Kurtosys recently spoke with BNY Mellon Investment Management’s (BNY Mellon IM) Anne-Marie McConnon, Chief Marketing Officer, about her recent efforts to hone the group’s multi-faceted brand, the industry’s collective need to be more consumer-focused and the rising importance of data and the digital journey.
How important is brand for an asset manager? We’re particularly interested in this from your perspective as a multi-boutique – and therefore multi-brand – business?
I believe it’s important for any brand to be able to tell their story but it’s particularly important when you have multiple brands, like we do.
I think people often confuse brand with a campaign, or the ‘look and feel’ when actually, it is about understanding what your business is, what it stands for and what makes you special.
Brand is becoming increasingly important in asset management. Strong brands within our industry automatically self-filter onto shortlists, consistently wins pitches in equal head-to-heads against lesser brands. They can maintain premium pricing, are trusted to innovate as well as recover through challenging times.
I think there are very few truly distinctive brands in asset management. The brand purists of old who focused on the size of a logo or the advertisement campaign running in the trade press now seems outdated in the digital age. Today, the conversation around brands is much more participatory. Brands need to create real value in order to be meaningful and distinct. That means we have to think less about what our brand says and more about how a brand can be useful and helpful.

**DATA:**
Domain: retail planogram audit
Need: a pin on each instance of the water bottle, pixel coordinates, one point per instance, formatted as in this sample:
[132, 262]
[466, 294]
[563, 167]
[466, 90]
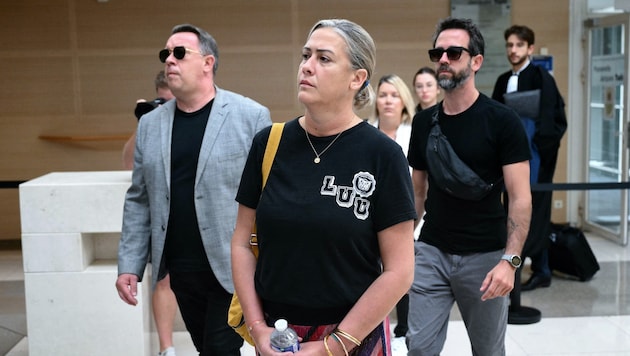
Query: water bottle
[283, 338]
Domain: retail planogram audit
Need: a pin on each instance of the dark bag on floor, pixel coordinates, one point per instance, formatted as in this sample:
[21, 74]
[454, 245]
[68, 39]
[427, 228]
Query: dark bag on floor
[570, 253]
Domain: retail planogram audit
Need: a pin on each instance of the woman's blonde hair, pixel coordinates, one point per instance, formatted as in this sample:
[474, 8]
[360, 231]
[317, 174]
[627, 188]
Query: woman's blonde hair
[361, 51]
[409, 106]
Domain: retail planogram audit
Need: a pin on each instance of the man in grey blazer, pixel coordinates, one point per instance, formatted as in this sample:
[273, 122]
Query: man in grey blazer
[188, 161]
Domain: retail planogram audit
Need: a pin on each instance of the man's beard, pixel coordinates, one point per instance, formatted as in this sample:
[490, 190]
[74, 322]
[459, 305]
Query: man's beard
[518, 62]
[456, 80]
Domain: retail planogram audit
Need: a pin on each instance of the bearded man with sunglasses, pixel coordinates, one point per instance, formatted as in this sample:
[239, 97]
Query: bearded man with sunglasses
[468, 249]
[189, 156]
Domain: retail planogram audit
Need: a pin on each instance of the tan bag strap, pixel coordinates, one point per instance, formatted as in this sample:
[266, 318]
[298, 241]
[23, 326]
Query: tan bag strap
[270, 151]
[270, 154]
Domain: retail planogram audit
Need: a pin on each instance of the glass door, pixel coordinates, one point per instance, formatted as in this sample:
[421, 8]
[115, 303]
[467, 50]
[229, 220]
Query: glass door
[607, 119]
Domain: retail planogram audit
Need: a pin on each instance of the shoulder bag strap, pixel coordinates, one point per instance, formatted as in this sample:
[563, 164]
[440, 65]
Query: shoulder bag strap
[270, 150]
[270, 154]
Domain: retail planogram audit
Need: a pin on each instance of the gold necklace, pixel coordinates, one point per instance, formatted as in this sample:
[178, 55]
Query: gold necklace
[317, 155]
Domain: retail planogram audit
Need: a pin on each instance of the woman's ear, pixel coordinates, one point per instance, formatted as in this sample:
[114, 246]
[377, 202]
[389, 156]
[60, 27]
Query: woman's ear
[360, 76]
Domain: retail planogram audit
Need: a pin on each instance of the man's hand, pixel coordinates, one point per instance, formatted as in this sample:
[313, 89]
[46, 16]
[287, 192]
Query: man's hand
[499, 281]
[127, 286]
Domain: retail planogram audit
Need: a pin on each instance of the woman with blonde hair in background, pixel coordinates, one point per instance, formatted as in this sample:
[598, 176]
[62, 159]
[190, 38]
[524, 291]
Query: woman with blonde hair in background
[394, 109]
[426, 88]
[392, 115]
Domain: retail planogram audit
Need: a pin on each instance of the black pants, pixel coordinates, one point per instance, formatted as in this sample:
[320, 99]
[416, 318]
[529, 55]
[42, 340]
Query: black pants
[204, 304]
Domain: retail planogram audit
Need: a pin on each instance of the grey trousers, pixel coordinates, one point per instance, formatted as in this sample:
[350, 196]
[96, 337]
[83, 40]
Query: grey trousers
[442, 279]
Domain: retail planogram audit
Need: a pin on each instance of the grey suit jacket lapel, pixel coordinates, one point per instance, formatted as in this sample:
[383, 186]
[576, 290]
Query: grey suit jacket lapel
[217, 117]
[166, 129]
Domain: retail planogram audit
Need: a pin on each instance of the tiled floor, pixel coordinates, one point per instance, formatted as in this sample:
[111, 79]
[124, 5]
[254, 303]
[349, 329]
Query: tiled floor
[579, 318]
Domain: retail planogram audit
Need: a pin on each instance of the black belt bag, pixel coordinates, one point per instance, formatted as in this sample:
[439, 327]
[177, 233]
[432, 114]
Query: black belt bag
[449, 172]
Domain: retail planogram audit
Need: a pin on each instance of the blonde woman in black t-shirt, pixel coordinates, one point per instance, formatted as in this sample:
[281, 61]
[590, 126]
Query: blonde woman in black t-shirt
[335, 219]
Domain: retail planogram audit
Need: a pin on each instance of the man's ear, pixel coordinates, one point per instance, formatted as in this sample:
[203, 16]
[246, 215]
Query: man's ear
[476, 62]
[209, 62]
[530, 50]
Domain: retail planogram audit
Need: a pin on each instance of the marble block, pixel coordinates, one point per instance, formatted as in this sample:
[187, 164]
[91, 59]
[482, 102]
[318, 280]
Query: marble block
[81, 314]
[71, 224]
[74, 202]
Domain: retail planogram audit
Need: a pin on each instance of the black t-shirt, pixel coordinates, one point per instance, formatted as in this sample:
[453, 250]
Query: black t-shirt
[317, 223]
[184, 247]
[486, 136]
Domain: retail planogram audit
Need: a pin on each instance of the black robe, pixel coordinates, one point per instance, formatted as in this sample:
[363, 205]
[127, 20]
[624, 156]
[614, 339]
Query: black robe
[551, 124]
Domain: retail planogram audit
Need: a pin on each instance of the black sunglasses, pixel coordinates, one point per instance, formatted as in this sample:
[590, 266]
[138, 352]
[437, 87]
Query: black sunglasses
[178, 52]
[453, 53]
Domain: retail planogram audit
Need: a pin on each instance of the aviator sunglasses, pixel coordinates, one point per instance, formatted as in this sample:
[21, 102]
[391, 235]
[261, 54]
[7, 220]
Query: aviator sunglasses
[453, 53]
[178, 52]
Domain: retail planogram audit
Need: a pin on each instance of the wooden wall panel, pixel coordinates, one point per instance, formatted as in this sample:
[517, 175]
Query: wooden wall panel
[76, 67]
[107, 82]
[38, 85]
[266, 77]
[34, 26]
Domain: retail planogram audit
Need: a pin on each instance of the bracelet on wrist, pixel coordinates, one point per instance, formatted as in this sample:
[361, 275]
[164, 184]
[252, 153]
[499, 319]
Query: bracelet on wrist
[251, 326]
[348, 337]
[328, 352]
[343, 346]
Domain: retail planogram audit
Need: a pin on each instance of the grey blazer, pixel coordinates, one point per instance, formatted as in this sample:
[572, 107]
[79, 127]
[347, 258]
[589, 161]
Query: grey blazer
[233, 122]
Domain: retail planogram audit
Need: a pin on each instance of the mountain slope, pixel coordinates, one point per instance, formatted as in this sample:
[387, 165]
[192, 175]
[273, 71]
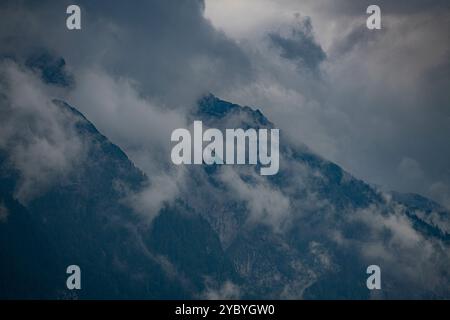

**GOAL:**
Copy out the passage of the asset management brand interview from "I think people" up to and including "through challenging times.", word for word.

**EXPECTED ANSWER:**
I think people often confuse brand with a campaign, or the ‘look and feel’ when actually, it is about understanding what your business is, what it stands for and what makes you special.
Brand is becoming increasingly important in asset management. Strong brands within our industry automatically self-filter onto shortlists, consistently wins pitches in equal head-to-heads against lesser brands. They can maintain premium pricing, are trusted to innovate as well as recover through challenging times.